_SET PROBLEM_: Count the lines of the listing below that contain the string "tree", with uppercase and lowercase letters treated as distinct. Give only the number.

----------------------------------------

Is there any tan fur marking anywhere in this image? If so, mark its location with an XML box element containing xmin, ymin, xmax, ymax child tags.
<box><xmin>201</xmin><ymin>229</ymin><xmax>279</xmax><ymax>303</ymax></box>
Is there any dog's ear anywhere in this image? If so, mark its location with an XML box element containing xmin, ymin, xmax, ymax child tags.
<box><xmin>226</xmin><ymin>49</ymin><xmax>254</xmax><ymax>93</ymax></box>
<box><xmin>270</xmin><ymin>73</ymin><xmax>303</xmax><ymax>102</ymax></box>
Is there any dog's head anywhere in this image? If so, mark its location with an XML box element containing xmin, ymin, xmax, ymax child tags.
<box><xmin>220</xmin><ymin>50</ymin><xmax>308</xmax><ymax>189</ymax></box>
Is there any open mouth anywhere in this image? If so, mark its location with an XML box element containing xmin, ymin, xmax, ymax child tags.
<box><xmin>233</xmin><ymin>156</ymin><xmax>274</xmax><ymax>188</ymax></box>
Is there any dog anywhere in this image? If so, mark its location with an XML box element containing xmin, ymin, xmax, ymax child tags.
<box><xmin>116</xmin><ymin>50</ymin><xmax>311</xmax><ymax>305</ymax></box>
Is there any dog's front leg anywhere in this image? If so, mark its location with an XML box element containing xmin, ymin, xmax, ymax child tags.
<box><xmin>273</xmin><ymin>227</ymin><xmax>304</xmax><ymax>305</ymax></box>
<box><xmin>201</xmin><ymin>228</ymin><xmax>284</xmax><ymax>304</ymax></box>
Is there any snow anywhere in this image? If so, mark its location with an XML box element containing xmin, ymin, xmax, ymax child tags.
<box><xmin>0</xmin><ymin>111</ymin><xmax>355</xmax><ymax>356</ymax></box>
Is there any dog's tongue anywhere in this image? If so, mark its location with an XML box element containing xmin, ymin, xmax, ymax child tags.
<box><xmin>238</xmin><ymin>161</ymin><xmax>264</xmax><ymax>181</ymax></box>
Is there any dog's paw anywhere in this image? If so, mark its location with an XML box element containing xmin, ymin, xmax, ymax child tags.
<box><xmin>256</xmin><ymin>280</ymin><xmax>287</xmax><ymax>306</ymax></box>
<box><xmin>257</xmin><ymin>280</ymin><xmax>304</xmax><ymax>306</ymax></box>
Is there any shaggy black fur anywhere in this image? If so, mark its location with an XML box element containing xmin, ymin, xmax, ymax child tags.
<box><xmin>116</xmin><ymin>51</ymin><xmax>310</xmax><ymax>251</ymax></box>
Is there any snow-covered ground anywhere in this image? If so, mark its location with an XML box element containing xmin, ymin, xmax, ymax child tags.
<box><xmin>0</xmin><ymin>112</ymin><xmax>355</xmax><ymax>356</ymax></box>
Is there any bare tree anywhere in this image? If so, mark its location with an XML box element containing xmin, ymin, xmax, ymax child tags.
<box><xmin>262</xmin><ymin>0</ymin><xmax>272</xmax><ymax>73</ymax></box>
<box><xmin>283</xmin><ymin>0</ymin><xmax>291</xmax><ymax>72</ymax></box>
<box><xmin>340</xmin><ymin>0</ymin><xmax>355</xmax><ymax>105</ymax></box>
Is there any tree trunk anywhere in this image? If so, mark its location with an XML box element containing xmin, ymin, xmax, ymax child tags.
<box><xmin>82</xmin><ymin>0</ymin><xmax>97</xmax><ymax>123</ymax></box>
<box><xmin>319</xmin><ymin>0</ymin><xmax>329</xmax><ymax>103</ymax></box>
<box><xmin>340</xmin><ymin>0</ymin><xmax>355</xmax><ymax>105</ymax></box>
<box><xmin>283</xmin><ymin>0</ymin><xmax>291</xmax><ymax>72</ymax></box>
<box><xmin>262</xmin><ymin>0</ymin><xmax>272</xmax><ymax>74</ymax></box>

----------------------------------------

_WORKED SOLUTION_: 2